* EXTRAIT CHOISI *
La partie 3D - vue principalement sur l'écran de gauche - manque parfois de finesse, surtout lorsqu'il s'agit de mélanger 2D et 3D. Certains vont regretter la musique, très easy-listening jazzy qui peut faire crisper des mâchoires. Sans parler de musique d'ascenseur, Hotel Dusk manque d'un peu de caractère de ce côté-là.
Ange ou démon ?
Qui dit aventure... dit énigme. Hotel Dusk se concentre énormément sur les dialogues, délaissant quelques peu les casse-tête et les mini-jeux. Bien sûr, il va falloir faire des puzzles, jouer au bowling ou inspecter certains objets dans tous les sens. Mais ce sont de brefs moments, qui marquent moins que le précédent jeu de Cing : Another Code. D'ailleurs, chaque fin de chapitre sera l'occasion d'un petit brainstorming et d'un questionnaire où le joueur devra vérifier s'il a bien suivi l'histoire... Ashley n'est pas loin.Même si l'aventure semble au premier abord sans risque, il s'avère que Hotel Dusk est un jeu où le game over attend le joueur derrière chaque porte. Une phrase de travers et voilà notre héros mis à la porte. De même, il arrive qu'une certaine énigme soit limitée en 'temps' ou plutôt en tours de jeu : il vous faudra alors vous dépêcher pour ne pas finir l'aventure plus tôt que prévue. Les thèmes abordés sont principalement la vengeance, le grand banditisme, la trahison. Les anges feront partie intégrante de l'histoire, comme le fait deviner le sous-titre japonais : Angel's Memories.

* ÉNONCÉ A *
Indiquez si chacune des affirmations suivantes concorde avec l'extrait sur Hotel Dusk, par oui ou non, en citant les mots décisifs du texte : (i) le jeu privilégie les dialogues aux casse-tête ; (ii) le sous-titre japonais du jeu est Another Code ; (iii) la musique du jeu est de style jazzy.
* ÉNONCÉ B *
Reprenez la critique de Hotel Dusk là où elle s'arrête et poursuivez-la.

* DONNÉES *
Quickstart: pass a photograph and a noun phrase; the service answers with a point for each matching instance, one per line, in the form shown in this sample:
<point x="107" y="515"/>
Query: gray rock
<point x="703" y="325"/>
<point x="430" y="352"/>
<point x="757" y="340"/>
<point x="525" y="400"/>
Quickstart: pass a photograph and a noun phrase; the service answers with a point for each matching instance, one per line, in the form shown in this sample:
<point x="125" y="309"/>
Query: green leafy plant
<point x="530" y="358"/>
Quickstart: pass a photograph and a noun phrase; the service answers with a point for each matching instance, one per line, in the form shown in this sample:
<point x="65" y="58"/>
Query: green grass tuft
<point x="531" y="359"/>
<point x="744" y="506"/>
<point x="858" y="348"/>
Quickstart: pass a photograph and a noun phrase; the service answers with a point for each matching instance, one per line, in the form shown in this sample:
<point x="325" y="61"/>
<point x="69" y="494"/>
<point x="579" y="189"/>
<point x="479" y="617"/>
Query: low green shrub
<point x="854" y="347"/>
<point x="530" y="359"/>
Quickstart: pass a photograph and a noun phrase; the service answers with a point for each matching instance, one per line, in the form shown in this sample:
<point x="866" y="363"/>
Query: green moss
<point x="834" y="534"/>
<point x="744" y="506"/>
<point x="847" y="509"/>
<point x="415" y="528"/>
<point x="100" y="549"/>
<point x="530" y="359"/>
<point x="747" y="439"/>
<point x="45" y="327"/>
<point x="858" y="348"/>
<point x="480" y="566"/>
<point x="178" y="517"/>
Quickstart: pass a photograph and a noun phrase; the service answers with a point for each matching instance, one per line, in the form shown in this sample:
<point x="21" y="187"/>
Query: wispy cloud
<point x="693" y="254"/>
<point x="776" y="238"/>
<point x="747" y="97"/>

* RÉPONSE ATTENDUE A *
(i) Oui : « Hotel Dusk se concentre énormément sur les dialogues, délaissant quelques peu les casse-tête et les mini-jeux ».
(ii) Non : « comme le fait deviner le sous-titre japonais : Angel's Memories ».
(iii) Oui : « très easy-listening jazzy ».

* RÉPONSE ATTENDUE B *
Il ne vous faudra pas plus de quinze heures pour finir l'aventure - ce qui reste une belle durée de vie pour un jeu d'aventure sur console portables. Le jeu permet de sauvegarder à n'importe quel moment, un carnet de notes (un poil difficile à manipuler cela étant) qui résume toutes les discussions et les dernières actions. Ajoutez à cela trois fins différentes et surtout une aventure terriblement agréable - rien ne vous empêche, comme un bon livre, de rejouer à Hotel Dusk encore et encore.